SUPPLIED MATERIAL:
□ □ □

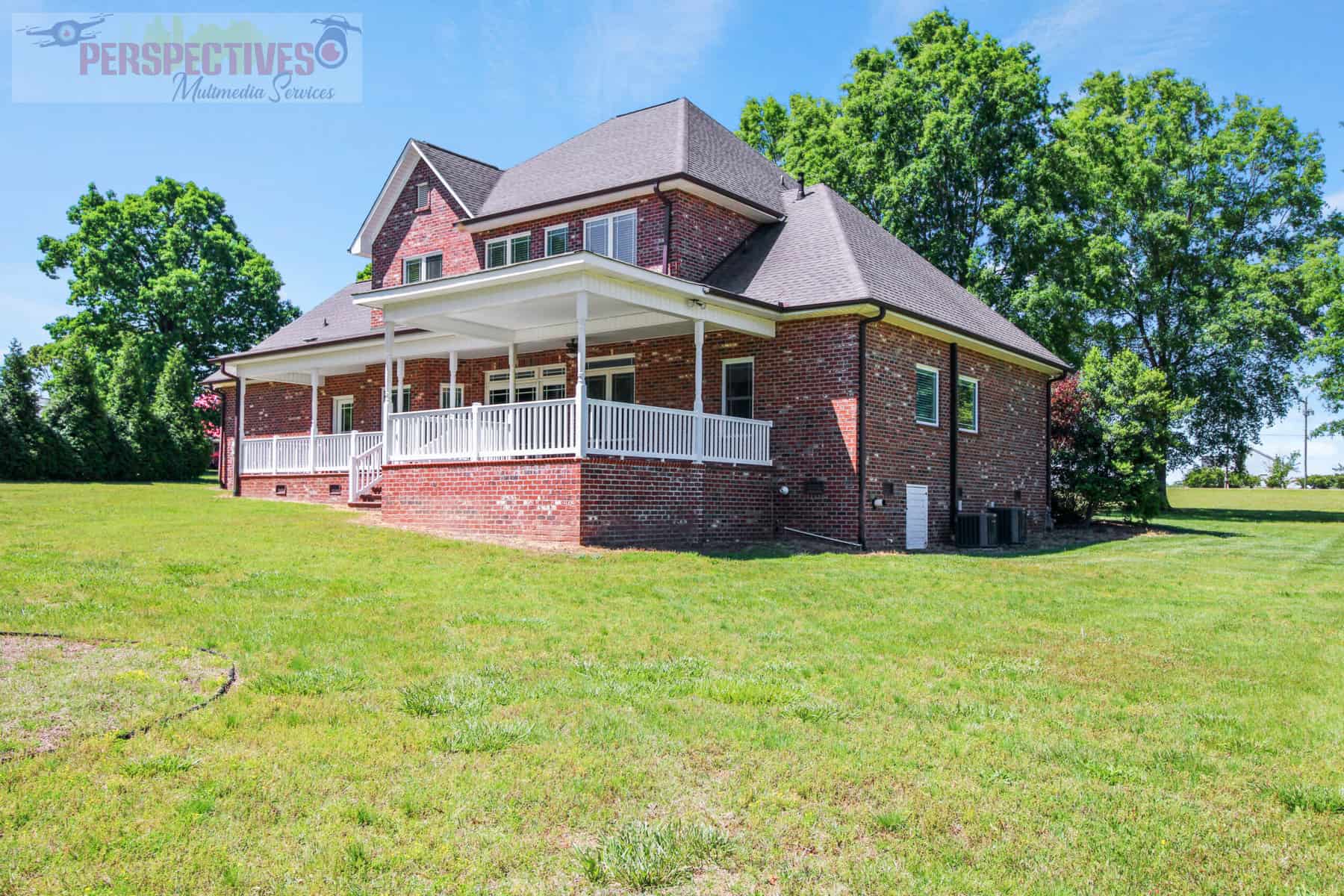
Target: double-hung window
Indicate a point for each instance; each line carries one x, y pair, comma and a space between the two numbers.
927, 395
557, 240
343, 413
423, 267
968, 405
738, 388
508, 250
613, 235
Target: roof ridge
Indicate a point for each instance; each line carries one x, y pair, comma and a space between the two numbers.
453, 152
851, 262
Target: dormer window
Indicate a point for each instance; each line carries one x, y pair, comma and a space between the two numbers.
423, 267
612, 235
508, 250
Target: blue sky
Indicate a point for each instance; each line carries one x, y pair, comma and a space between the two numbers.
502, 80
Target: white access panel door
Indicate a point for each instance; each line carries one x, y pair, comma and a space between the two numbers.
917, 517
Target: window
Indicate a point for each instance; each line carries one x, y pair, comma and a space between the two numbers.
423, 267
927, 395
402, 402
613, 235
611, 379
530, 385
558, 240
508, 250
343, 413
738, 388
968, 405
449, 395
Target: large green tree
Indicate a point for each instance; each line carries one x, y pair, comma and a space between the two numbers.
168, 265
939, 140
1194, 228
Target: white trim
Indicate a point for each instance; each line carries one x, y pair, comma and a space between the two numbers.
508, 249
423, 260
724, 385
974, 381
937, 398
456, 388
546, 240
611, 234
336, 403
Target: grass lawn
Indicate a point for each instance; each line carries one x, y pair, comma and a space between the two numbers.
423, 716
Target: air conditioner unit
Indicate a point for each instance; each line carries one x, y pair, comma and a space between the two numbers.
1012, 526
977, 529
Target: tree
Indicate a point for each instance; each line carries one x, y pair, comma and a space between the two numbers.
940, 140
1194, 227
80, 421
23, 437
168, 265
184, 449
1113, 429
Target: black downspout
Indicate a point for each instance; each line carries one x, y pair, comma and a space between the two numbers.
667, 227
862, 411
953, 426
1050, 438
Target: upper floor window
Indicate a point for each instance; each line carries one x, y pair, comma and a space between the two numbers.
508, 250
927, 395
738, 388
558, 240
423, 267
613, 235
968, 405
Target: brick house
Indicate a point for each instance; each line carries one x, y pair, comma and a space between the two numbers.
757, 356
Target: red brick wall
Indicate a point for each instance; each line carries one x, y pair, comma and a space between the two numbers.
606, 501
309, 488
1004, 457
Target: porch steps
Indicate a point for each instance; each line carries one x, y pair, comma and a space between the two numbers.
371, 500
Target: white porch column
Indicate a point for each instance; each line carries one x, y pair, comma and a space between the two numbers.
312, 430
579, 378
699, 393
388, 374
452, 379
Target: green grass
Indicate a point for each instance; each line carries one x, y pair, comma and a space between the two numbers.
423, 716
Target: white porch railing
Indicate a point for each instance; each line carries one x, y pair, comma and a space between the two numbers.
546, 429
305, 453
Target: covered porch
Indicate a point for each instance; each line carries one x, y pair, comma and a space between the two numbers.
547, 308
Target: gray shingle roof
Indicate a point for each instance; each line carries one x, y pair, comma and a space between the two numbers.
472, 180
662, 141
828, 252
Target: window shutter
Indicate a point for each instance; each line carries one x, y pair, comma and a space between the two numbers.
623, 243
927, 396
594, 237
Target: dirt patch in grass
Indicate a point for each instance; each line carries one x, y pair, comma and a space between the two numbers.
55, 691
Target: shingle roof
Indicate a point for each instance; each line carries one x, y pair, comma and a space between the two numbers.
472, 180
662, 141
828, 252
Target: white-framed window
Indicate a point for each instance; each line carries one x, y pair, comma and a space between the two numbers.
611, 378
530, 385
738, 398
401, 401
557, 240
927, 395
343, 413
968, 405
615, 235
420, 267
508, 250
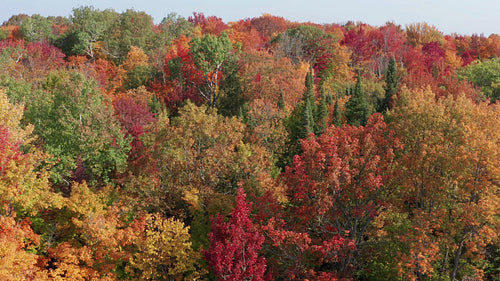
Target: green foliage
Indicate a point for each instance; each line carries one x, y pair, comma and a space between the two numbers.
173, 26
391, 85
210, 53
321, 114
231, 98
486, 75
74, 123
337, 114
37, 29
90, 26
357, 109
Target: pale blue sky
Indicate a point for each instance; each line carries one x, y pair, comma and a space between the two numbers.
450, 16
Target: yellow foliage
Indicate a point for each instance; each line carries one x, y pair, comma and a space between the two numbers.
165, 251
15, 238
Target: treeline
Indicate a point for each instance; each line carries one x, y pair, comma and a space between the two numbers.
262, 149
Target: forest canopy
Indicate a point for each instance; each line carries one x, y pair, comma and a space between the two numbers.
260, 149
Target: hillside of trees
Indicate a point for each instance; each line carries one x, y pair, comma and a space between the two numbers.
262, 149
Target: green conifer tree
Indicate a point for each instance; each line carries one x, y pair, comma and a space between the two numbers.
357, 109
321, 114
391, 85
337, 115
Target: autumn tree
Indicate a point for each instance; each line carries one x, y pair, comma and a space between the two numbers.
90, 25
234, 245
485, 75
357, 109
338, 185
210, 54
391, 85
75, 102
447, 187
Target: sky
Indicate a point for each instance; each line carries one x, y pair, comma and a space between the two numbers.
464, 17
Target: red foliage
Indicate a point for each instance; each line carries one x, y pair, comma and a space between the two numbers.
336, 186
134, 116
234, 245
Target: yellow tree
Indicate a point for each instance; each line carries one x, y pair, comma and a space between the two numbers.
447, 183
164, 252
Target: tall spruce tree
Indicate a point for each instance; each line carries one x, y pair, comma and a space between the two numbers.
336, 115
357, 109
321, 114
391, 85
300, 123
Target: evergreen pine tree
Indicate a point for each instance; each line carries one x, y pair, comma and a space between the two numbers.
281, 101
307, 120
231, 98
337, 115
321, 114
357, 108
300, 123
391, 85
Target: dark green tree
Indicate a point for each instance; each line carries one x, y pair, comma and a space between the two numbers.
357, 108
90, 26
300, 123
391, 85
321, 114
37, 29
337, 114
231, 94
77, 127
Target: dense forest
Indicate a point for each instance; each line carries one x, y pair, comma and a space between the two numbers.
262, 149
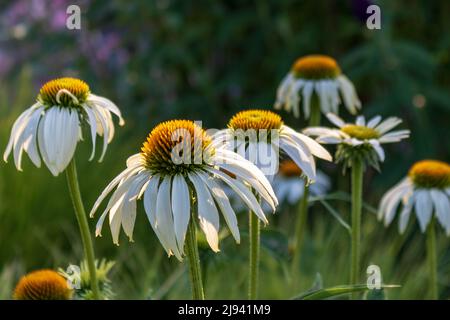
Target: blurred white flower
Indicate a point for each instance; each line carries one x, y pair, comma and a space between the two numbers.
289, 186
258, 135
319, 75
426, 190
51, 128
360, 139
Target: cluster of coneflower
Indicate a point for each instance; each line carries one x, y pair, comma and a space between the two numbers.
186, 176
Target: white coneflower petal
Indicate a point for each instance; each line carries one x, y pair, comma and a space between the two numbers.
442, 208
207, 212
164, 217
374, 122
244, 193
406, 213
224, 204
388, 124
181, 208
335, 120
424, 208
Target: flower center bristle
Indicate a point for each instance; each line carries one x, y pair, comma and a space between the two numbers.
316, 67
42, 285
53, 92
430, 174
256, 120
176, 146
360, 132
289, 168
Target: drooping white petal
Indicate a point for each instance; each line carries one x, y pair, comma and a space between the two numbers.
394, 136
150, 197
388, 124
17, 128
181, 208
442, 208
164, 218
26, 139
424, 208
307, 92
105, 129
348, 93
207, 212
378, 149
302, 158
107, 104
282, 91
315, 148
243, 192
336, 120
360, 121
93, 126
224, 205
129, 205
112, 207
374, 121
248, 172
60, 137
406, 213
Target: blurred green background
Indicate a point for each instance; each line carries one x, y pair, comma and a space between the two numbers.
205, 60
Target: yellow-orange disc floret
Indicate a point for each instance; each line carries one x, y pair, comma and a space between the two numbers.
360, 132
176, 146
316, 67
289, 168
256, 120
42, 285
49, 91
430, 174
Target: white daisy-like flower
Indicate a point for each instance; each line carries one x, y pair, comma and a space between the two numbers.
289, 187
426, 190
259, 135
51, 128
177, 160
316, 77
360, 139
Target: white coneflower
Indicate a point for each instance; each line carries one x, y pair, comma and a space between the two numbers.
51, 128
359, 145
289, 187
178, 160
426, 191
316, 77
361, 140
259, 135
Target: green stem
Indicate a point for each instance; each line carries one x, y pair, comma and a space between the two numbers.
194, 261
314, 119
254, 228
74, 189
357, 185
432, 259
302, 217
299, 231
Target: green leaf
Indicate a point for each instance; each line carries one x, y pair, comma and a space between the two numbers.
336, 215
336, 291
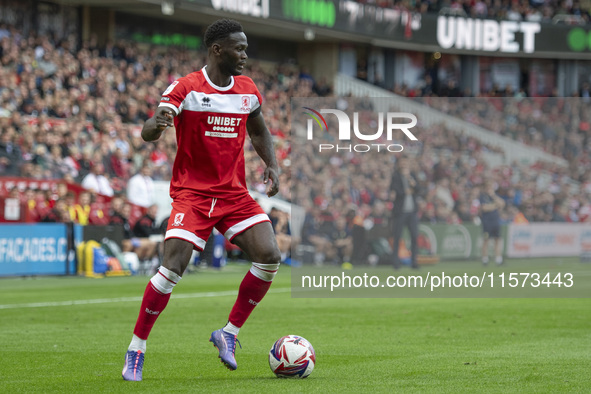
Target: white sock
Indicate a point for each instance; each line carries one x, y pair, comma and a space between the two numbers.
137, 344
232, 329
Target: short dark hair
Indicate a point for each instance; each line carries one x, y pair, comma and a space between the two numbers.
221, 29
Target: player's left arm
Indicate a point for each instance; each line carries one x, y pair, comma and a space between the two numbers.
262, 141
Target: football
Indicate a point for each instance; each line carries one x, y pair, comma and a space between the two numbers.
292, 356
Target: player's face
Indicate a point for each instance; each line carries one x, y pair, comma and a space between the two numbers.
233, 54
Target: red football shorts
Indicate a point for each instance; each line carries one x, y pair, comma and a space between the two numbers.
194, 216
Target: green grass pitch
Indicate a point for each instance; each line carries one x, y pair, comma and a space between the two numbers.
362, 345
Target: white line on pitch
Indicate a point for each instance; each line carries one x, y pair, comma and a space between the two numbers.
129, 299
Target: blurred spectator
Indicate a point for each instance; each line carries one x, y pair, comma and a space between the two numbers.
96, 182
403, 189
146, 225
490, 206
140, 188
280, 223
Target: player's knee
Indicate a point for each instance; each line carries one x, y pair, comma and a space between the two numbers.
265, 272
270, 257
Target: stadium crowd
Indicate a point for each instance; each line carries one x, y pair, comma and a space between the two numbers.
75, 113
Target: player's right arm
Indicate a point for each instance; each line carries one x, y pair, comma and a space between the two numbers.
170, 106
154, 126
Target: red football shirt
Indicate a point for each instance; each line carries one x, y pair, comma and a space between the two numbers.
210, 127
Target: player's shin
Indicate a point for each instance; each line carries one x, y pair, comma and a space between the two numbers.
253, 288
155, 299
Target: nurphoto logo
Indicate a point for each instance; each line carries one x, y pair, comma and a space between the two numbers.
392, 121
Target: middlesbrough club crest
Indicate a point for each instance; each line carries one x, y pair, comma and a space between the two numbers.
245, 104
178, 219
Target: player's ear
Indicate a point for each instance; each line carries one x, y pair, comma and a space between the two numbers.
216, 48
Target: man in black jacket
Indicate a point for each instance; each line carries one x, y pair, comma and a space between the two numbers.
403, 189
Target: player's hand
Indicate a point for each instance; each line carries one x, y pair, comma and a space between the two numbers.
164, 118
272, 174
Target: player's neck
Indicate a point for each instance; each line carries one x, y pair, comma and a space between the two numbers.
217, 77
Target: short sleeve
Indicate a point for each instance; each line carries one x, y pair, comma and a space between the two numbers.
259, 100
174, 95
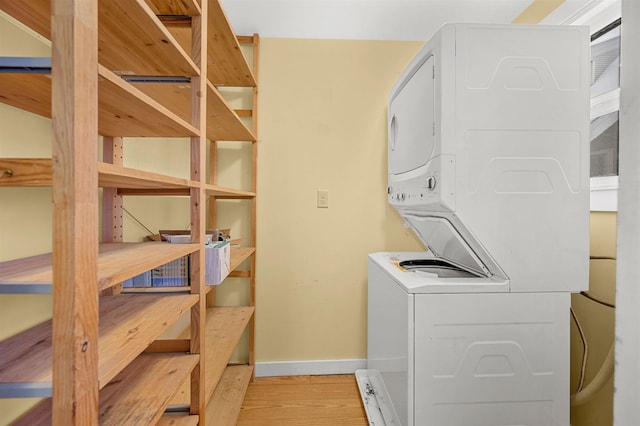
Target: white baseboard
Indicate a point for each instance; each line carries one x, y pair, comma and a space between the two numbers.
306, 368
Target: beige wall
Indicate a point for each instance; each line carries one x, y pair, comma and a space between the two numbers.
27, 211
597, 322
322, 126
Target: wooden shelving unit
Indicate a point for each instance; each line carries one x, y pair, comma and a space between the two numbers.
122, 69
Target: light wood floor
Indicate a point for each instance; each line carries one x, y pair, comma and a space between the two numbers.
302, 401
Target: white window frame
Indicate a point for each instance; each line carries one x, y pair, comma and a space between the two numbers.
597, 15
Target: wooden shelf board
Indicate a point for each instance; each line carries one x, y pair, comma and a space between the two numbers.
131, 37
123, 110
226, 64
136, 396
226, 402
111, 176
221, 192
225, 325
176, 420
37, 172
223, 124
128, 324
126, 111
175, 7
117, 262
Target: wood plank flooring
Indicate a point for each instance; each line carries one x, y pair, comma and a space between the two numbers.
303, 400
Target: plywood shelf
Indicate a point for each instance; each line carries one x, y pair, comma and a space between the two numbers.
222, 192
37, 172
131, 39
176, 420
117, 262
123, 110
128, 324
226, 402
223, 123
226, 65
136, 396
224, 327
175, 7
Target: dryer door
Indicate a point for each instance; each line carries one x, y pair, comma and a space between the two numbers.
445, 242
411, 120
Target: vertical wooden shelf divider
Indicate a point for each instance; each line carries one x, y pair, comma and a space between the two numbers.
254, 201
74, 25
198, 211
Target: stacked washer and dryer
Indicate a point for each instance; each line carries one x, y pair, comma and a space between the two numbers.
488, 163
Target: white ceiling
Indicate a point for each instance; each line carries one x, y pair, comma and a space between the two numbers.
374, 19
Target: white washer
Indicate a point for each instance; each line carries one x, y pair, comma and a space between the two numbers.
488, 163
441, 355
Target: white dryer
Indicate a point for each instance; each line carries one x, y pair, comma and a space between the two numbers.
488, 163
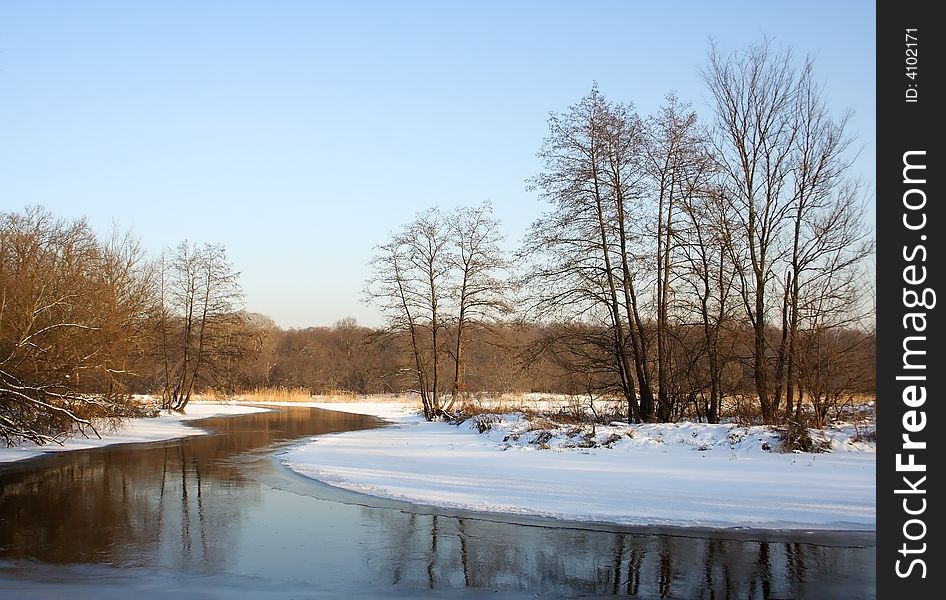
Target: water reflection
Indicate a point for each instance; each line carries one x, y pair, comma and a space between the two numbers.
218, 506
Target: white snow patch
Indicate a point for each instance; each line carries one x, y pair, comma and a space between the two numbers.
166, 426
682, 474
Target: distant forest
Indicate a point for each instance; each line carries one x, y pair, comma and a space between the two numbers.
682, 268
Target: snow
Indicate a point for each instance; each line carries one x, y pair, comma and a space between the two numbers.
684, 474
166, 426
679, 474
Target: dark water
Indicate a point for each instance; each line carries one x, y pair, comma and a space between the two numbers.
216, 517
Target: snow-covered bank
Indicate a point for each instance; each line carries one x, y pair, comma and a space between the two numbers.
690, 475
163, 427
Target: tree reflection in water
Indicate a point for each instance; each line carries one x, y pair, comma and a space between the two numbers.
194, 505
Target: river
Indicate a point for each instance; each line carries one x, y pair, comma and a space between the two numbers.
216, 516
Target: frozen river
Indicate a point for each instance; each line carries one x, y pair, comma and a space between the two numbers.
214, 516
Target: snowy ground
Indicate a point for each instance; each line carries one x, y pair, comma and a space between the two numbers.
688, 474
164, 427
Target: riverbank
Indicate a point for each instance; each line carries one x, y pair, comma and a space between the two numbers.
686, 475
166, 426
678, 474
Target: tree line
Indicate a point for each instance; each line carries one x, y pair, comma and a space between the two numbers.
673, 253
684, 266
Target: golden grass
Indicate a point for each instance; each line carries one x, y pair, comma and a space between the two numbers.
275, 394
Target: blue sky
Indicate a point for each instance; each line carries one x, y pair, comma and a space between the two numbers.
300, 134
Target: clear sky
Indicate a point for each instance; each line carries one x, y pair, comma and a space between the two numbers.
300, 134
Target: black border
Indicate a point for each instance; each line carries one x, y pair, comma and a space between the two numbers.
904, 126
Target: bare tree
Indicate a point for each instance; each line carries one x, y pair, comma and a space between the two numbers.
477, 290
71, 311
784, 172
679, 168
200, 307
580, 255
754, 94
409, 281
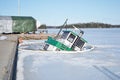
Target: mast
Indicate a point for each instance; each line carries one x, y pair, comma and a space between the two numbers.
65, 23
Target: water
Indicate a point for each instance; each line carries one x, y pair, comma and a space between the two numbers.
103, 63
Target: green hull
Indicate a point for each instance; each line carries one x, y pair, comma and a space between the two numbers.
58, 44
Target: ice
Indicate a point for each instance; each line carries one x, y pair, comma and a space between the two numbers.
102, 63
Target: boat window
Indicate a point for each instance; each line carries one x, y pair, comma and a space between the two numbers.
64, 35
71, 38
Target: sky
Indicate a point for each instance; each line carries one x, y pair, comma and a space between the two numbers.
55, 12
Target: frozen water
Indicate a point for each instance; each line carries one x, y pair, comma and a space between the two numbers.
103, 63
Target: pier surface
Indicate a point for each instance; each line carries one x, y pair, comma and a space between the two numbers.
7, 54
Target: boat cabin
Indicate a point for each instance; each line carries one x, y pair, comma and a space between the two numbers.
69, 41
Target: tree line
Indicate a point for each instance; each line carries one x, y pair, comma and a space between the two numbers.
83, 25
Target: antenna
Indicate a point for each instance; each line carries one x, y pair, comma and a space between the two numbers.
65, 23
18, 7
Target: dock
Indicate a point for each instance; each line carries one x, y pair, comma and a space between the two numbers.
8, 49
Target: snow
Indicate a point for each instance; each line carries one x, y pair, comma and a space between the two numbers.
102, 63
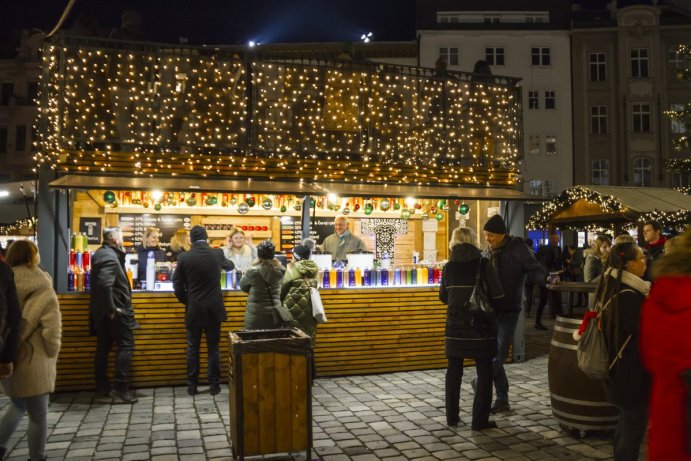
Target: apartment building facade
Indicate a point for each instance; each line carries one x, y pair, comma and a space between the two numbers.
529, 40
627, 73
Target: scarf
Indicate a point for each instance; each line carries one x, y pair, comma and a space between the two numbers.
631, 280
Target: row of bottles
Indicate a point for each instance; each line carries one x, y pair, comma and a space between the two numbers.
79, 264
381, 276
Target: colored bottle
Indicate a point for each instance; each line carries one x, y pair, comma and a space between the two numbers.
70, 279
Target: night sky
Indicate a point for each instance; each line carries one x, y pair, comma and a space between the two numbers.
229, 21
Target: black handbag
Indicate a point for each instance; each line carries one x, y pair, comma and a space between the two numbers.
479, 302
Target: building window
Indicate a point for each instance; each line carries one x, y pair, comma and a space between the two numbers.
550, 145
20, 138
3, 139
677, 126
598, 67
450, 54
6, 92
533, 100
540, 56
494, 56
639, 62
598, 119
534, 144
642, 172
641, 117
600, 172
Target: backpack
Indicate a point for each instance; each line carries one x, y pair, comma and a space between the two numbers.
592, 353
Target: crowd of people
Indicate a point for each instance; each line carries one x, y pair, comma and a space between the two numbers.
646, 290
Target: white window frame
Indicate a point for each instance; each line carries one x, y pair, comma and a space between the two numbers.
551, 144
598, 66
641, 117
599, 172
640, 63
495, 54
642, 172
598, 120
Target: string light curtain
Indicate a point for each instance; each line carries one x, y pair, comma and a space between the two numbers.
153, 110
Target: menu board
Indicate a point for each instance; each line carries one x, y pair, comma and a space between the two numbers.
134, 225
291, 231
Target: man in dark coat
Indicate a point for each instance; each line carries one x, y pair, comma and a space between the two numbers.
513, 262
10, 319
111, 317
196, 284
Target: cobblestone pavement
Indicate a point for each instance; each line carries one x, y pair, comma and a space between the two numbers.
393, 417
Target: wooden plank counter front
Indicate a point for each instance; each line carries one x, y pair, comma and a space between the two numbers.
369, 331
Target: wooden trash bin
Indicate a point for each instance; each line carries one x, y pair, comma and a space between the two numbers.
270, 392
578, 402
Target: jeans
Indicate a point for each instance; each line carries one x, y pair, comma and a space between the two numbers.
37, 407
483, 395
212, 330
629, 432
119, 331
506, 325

□ □ □

WHAT IS BEING ASKED: Copy out the records from the line containing "Target: wooden plank counter front" through the end of the records, keeping every line, and add 125 to each x and y coordinate in the points.

RESPONSE TO THIS EXERCISE:
Target: wooden plank counter front
Indicate a point for each instance; each line carries one x, y pair, comma and a space between the two numbers.
494, 456
Target: wooden trash bin
Indicate a point for each instance; each line carries one x, y pair, comma and a space between the two numbers.
395, 517
703, 527
Target: jeans
Indicate a point for each instance; each line carries one x, y pair, comma and a space between the two numbers.
162, 532
608, 520
337, 455
754, 557
244, 456
631, 450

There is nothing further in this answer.